BEGIN
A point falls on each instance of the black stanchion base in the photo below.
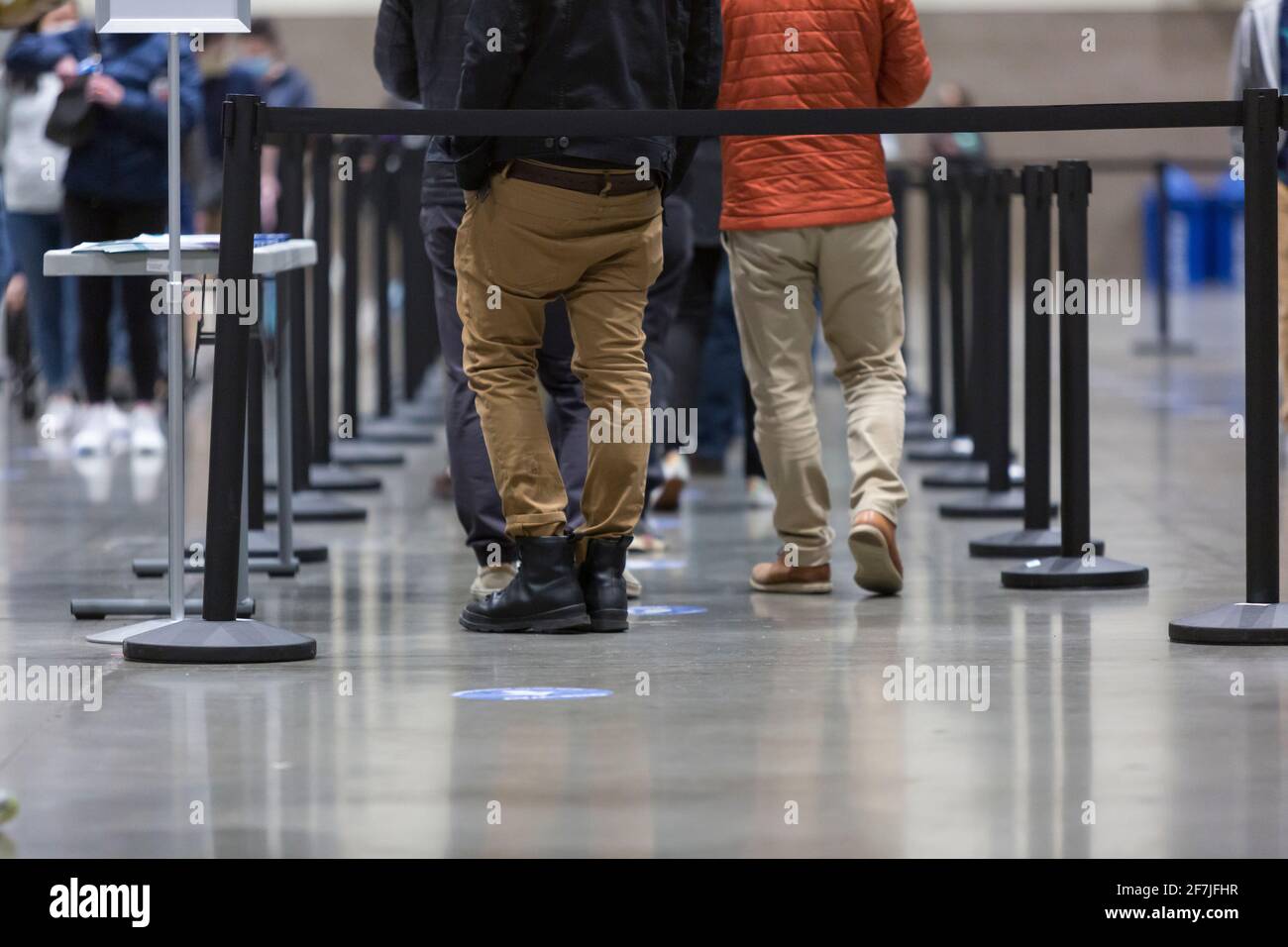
(941, 451)
(969, 475)
(421, 412)
(329, 478)
(309, 506)
(1003, 505)
(263, 544)
(1022, 544)
(270, 566)
(394, 431)
(1164, 347)
(1073, 573)
(99, 608)
(357, 454)
(1245, 622)
(193, 642)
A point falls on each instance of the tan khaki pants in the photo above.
(774, 277)
(1283, 300)
(519, 247)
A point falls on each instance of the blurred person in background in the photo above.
(34, 169)
(702, 348)
(812, 214)
(1260, 60)
(419, 53)
(261, 68)
(116, 188)
(960, 147)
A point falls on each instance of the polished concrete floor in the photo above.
(759, 727)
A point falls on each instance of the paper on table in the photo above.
(160, 243)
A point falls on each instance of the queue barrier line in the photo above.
(219, 637)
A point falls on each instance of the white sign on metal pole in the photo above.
(170, 17)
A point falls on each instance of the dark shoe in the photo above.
(544, 596)
(604, 583)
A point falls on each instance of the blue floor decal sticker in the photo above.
(532, 693)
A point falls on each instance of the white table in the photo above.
(268, 262)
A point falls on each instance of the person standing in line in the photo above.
(1260, 60)
(34, 169)
(578, 218)
(419, 53)
(812, 213)
(116, 187)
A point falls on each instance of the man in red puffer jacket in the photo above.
(806, 214)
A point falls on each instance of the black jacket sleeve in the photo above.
(395, 51)
(497, 38)
(703, 54)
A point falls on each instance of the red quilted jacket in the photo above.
(814, 54)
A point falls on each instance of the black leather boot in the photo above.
(544, 596)
(603, 585)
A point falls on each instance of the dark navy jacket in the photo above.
(128, 158)
(581, 54)
(419, 51)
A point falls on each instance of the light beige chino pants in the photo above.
(774, 277)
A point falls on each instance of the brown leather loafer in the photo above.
(791, 579)
(876, 556)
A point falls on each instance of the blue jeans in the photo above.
(51, 300)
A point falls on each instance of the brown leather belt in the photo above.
(605, 183)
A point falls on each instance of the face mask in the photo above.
(257, 65)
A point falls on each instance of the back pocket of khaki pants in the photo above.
(520, 252)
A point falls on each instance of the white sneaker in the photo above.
(58, 416)
(95, 434)
(146, 434)
(634, 589)
(489, 579)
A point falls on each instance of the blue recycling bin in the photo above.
(1188, 237)
(1225, 232)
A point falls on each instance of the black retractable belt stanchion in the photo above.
(990, 368)
(219, 637)
(349, 446)
(1037, 538)
(960, 446)
(310, 479)
(1261, 618)
(1078, 565)
(923, 421)
(1163, 343)
(309, 505)
(420, 328)
(325, 474)
(385, 427)
(991, 344)
(897, 183)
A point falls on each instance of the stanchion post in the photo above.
(1260, 618)
(243, 145)
(352, 245)
(382, 195)
(934, 292)
(1078, 565)
(323, 157)
(991, 344)
(218, 637)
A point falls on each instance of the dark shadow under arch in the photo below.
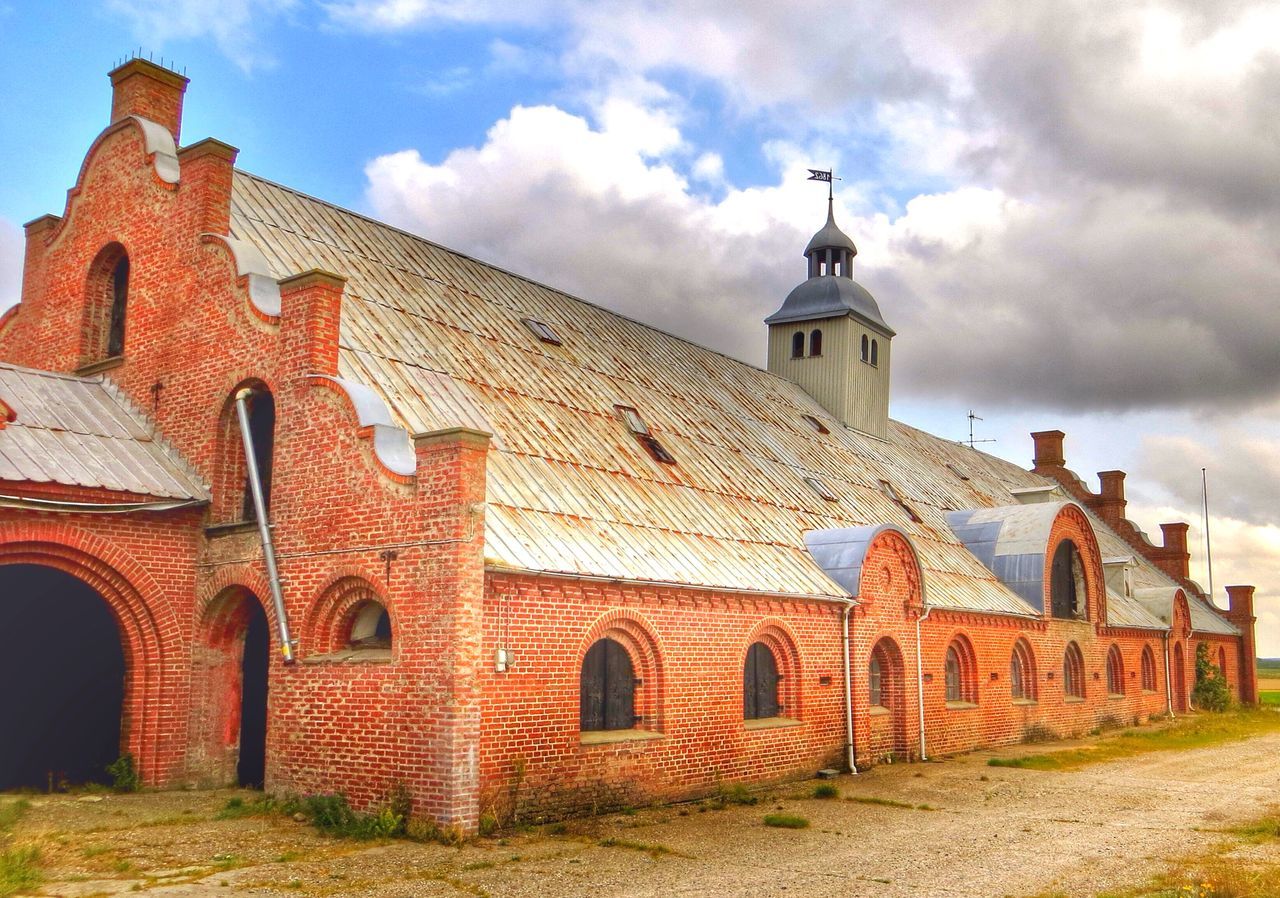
END
**WHAT IS NEEDED**
Format all the entries above as a JSON list of strings, one string per line, with blank lines dropped and the pictures left out.

**THE RESPONSE**
[
  "A point falls on each instance of the black stanchion base in the photo below.",
  "(941, 451)",
  "(969, 475)",
  "(421, 412)",
  "(329, 478)",
  "(309, 506)",
  "(1003, 505)",
  "(263, 544)",
  "(1022, 544)",
  "(270, 566)",
  "(394, 431)",
  "(1164, 347)",
  "(1073, 573)",
  "(99, 608)",
  "(357, 454)",
  "(1245, 622)",
  "(193, 642)",
  "A point falls on each instance of the tan khaki pants in the photo above.",
  "(774, 277)",
  "(1283, 300)",
  "(519, 247)",
  "A point falls on each instance of the blurred person in background in the photo above.",
  "(34, 169)",
  "(702, 348)",
  "(812, 214)",
  "(1260, 60)",
  "(419, 53)",
  "(261, 68)",
  "(116, 188)",
  "(960, 147)",
  "A point falls on each instance of the polished concrete floor in the photo above.",
  "(759, 727)",
  "A point falls on each instance of the paper on table in the photo above.",
  "(160, 243)",
  "A point falls on each instance of the queue barrier line in the photo above.",
  "(219, 637)",
  "A point falls on each instance of the white sign on metal pole in the photo above.",
  "(170, 17)",
  "A point falls on each instance of the dark shoe in the photo above.",
  "(544, 596)",
  "(604, 583)",
  "A point falls on each instance of the blue floor decal sticker in the photo above.",
  "(532, 693)",
  "A point falls on each instance of the white table in the photo above.",
  "(268, 262)",
  "A point falls on each instance of the person standing in line in the photo above.",
  "(1260, 60)",
  "(34, 169)",
  "(578, 218)",
  "(419, 53)",
  "(812, 213)",
  "(116, 187)",
  "A point falls on each instance of the man in red puffer jacket in the photo above.",
  "(806, 214)",
  "A point falls on each instance of the black jacket sleeve in the photo above.",
  "(395, 51)",
  "(497, 38)",
  "(703, 54)",
  "A point falls on each instance of the red quilted jacket in the photo above.",
  "(814, 54)",
  "A point falls on each instance of the black leather boot in the photo above.",
  "(544, 596)",
  "(603, 585)",
  "A point falls on each instance of the dark navy jacket in the photo above.",
  "(128, 158)",
  "(581, 54)",
  "(419, 51)",
  "A point falls on each instance of the light beige chino pants in the photo above.",
  "(774, 277)",
  "A point falls on each instance of the brown leather loafer in the photo above.",
  "(791, 579)",
  "(876, 556)",
  "A point falls on each instance of the blue jeans in the photo above.",
  "(51, 300)",
  "A point falls on each instance of the brown leather belt in the photo above.",
  "(605, 183)",
  "A point falls on each instance of the face mask in the photo above.",
  "(257, 65)",
  "A point falls on each instance of the back pocket of khaki pants in the photo above.",
  "(520, 252)",
  "A point falls on each instance of the white sneaker in the photo above.",
  "(58, 416)",
  "(95, 434)",
  "(146, 434)",
  "(634, 589)",
  "(489, 579)",
  "A point falls on each instance of the blue recycling bin in the photo above.",
  "(1188, 237)",
  "(1225, 232)",
  "A point falls on each instance of the black retractable belt stanchion in the photo above.",
  "(990, 368)",
  "(219, 637)",
  "(349, 446)",
  "(1037, 538)",
  "(960, 446)",
  "(310, 479)",
  "(1261, 618)",
  "(1078, 565)",
  "(923, 421)",
  "(1163, 343)",
  "(309, 505)",
  "(420, 328)",
  "(325, 474)",
  "(385, 427)",
  "(991, 344)",
  "(897, 183)",
  "A point falls on each instance of the stanchion post in the photo above.",
  "(1260, 618)",
  "(243, 145)",
  "(352, 245)",
  "(382, 195)",
  "(934, 292)",
  "(1078, 565)",
  "(323, 157)",
  "(991, 344)",
  "(218, 637)",
  "A point falls on each instance of the dark shadow under arch in the photo below."
]